▶ Task requirements
Copy the entries below word for word, starting with and including the line that contains "phrase -- white background", and continuing through the final line of the entries.
+---+
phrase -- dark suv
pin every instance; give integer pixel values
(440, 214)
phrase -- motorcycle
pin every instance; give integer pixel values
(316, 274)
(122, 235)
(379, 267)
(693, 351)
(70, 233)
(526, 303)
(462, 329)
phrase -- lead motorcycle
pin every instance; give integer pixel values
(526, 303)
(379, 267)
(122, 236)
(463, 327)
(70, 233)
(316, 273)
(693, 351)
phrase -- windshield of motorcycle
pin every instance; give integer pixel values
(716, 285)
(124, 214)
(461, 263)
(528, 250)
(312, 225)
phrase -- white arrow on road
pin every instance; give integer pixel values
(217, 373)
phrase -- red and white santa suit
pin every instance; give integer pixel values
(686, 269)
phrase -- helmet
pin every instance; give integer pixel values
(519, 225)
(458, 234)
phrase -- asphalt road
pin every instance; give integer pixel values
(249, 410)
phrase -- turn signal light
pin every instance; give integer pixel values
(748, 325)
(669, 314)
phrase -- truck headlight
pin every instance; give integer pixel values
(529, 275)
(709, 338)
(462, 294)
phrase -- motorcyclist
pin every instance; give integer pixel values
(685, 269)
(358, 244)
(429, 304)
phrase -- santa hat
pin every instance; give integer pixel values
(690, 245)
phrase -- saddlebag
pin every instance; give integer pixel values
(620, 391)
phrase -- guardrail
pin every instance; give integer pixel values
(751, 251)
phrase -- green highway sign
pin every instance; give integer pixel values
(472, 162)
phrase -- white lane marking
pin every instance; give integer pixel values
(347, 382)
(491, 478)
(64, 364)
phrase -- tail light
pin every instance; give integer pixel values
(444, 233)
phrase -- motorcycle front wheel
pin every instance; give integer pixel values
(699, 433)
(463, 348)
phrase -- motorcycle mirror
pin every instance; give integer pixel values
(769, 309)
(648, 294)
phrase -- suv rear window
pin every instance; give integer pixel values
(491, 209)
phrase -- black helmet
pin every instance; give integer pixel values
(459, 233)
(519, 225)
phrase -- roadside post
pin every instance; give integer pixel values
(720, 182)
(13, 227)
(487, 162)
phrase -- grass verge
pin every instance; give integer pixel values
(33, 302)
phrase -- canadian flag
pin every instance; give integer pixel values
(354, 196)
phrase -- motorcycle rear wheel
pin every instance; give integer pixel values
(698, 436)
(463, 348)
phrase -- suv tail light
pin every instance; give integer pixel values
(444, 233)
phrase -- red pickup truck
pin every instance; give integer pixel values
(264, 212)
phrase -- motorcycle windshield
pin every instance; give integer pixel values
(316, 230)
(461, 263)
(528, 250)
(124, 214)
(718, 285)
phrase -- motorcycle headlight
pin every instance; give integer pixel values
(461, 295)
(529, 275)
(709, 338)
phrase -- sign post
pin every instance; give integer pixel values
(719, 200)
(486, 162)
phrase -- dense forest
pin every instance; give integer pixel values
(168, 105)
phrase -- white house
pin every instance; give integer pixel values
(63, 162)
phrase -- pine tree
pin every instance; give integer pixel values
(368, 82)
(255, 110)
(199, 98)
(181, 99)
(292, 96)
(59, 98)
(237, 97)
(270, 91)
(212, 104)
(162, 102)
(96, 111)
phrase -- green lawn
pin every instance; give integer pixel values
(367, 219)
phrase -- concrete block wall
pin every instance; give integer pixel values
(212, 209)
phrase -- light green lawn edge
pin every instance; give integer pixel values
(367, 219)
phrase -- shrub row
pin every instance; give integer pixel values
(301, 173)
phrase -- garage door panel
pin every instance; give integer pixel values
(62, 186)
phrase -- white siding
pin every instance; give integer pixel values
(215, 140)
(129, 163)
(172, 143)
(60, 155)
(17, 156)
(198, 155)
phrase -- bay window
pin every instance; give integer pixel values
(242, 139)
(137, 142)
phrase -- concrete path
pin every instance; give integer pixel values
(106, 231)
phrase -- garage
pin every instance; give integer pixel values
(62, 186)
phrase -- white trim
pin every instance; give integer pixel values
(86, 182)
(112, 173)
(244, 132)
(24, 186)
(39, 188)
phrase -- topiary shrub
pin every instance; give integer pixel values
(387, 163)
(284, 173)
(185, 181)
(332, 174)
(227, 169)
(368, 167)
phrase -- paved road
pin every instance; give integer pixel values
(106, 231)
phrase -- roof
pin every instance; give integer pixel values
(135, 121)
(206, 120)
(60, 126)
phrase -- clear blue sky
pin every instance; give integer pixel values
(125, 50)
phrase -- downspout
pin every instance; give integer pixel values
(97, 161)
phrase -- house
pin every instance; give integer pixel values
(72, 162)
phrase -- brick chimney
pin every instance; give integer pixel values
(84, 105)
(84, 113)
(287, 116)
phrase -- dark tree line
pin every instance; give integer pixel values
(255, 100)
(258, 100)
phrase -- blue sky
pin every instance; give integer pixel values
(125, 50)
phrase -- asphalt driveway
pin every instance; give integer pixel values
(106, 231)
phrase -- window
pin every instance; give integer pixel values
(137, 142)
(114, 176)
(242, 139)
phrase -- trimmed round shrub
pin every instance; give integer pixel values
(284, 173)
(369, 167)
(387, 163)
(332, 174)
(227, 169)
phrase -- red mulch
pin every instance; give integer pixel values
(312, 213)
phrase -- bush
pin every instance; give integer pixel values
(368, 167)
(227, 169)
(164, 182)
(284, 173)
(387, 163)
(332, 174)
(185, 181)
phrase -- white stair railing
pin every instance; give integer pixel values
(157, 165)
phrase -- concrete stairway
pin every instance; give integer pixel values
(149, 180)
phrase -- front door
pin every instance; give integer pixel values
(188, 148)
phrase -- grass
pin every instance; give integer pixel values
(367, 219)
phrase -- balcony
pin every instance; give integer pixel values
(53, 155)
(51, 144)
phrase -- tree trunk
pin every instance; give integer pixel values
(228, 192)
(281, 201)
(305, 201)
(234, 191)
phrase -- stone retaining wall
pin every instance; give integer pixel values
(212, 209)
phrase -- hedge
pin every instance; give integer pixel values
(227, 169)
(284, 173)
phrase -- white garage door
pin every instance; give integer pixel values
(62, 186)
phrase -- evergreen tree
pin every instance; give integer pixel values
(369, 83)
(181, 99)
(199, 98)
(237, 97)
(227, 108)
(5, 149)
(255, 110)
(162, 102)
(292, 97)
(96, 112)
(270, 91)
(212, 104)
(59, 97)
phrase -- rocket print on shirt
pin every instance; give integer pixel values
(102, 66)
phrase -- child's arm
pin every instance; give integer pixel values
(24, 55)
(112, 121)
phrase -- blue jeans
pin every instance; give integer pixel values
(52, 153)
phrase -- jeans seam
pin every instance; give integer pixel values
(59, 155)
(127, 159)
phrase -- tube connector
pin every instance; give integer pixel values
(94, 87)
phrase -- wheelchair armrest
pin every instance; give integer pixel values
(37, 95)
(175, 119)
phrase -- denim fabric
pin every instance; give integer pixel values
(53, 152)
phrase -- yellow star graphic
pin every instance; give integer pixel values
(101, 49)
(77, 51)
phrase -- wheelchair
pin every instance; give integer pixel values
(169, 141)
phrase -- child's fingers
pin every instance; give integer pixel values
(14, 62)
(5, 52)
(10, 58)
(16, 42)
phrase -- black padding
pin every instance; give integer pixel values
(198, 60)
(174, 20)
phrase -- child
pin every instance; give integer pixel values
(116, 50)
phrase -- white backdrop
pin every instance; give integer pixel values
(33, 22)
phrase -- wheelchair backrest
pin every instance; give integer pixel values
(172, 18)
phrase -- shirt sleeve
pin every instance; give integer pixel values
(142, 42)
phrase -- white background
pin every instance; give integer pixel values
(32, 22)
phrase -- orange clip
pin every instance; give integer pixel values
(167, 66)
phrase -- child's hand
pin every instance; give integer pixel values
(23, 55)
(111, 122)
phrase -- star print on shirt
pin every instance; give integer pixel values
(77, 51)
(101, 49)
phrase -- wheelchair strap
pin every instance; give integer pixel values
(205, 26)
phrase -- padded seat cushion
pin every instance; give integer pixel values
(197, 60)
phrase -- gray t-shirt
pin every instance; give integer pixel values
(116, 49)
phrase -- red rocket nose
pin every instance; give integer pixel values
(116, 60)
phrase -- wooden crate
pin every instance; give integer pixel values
+---+
▶ Complete answer
phrase -- white background
pin every instance; give integer pixel values
(32, 22)
phrase -- orange clip
pin every instance; give integer pixel values
(167, 66)
phrase -- child's hand
pin every instance; give integer pixel values
(23, 55)
(111, 122)
phrase -- star print on shirt
pin every instance; give integer pixel values
(77, 51)
(101, 49)
phrase -- wheelchair strap
pin every instance; give integer pixel values
(205, 26)
phrase -- padded seat cushion
pin every instance; give integer pixel values
(197, 60)
phrase -- gray t-shirt
pin every instance; give integer pixel values
(116, 49)
phrase -- red rocket nose
pin every instance; give integer pixel values
(116, 60)
phrase -- wooden crate
pin every instance; give integer pixel values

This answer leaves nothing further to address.